(Saved entries)

▬▬▬

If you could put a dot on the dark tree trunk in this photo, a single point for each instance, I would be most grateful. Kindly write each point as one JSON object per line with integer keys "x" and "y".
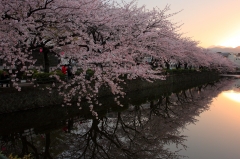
{"x": 46, "y": 60}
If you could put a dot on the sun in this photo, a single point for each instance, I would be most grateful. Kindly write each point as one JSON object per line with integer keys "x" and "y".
{"x": 235, "y": 96}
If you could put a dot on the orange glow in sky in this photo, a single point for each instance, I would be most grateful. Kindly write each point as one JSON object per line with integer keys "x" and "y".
{"x": 211, "y": 22}
{"x": 235, "y": 96}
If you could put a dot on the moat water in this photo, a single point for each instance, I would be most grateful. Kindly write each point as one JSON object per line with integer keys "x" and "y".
{"x": 201, "y": 122}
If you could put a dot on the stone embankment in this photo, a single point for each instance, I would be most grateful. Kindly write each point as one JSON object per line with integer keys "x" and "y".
{"x": 31, "y": 97}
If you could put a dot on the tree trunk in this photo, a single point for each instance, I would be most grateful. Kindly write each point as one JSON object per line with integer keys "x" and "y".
{"x": 46, "y": 60}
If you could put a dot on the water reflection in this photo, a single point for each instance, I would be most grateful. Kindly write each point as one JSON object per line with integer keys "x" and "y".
{"x": 140, "y": 129}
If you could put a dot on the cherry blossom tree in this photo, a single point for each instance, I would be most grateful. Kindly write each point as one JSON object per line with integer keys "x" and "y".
{"x": 109, "y": 38}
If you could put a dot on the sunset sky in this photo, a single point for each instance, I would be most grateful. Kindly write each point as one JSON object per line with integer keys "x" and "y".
{"x": 211, "y": 22}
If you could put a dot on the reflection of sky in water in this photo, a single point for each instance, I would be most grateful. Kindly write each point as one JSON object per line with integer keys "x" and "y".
{"x": 217, "y": 133}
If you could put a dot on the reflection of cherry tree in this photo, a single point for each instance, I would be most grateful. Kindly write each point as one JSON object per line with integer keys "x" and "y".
{"x": 142, "y": 131}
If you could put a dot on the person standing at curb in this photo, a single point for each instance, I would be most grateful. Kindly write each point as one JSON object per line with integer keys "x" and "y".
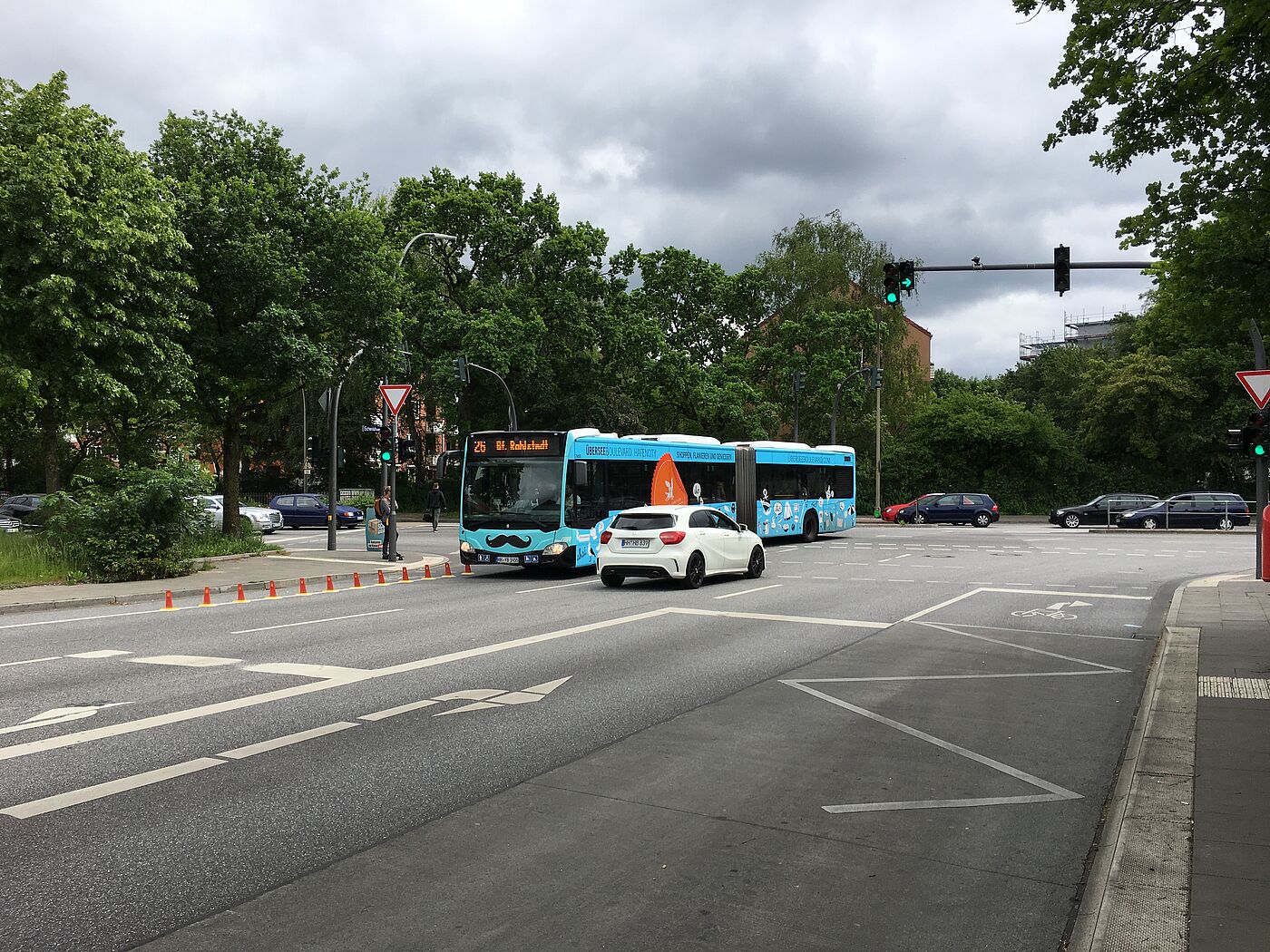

▬▬▬

* _Exercise_
Convert the saved entries above into a JSON list of strings with one string per line. Skip blank lines and leave the pictures out.

* _Result below_
[
  "If you could put a dot on the dark tree trunk in this photo, a single point for each instance, I would be most grateful. Kindly write each point as one JSON object per line with integer keys \"x\" and \"y\".",
  "{\"x\": 46, \"y\": 60}",
  "If you could put a dot on the sun in this photo, a single point for each instance, I would be most grateful. Kindly write each point as one JSON object per line with integer keys \"x\" and \"y\".",
  "{\"x\": 235, \"y\": 96}",
  "If you could put a dot on the orange glow in sky in this photo, a single point for each instance, I would be most grateful. Kindly write each point as one JSON object per line with integer keys \"x\" and \"y\".",
  "{\"x\": 211, \"y\": 22}",
  "{\"x\": 235, \"y\": 96}",
  "If you could put a dot on the moat water in this photo, a single point for each instance, I would be most grateful. Kindly write each point as one JSON object per line with integer keys \"x\" and \"y\".",
  "{\"x\": 201, \"y\": 122}",
  "If you could put a dot on the stone embankment in this photo, a single point for each instance, I would be most grateful. Kindly write each point as one JSON object per line with integer keys \"x\" and \"y\".",
  "{\"x\": 31, \"y\": 97}",
  "If you could put a dot on the tree trunk in this photo, a single point for each instance, I would be most grateful. Kindly write each point as one JSON object per line with integer keys \"x\" and \"y\".",
  "{\"x\": 46, \"y\": 60}",
  "If you could put a dot on the water reflection in this photo, a single point for each instance, I would be most grateful. Kindly write each point as one JSON object per line with integer keys \"x\" and \"y\".",
  "{\"x\": 140, \"y\": 129}",
  "If you could put a dot on the cherry blossom tree in this photo, a single point for each instance, I would be most grateful. Kindly write each point as one JSON object per line with integer keys \"x\" and \"y\".",
  "{\"x\": 109, \"y\": 38}",
  "If you could put a dot on the sunset sky in this photo, a single point for each instance, I would be most grateful. Kindly write each point as one JSON object per line with integer keys \"x\" and \"y\".",
  "{\"x\": 211, \"y\": 22}",
  "If you could put a dot on the reflection of sky in water in this photo, a single point for each instance, I would be most grateful. Kindly write each point as one JSON object per line with integer keys \"x\" and \"y\".",
  "{\"x\": 217, \"y\": 133}",
  "If you could put a dot on the reflection of cherry tree in this photo, a single point for each instance, I would be most grateful. Kindly write each point as one JSON object per line with integer keys \"x\" and \"y\".",
  "{\"x\": 142, \"y\": 131}",
  "If you could put a dot on the person standing at curb in this photo, a single point for each instance, I would be most grateful. Kindly write each point as one JSON object per line with integer keys \"x\" and \"y\"."
]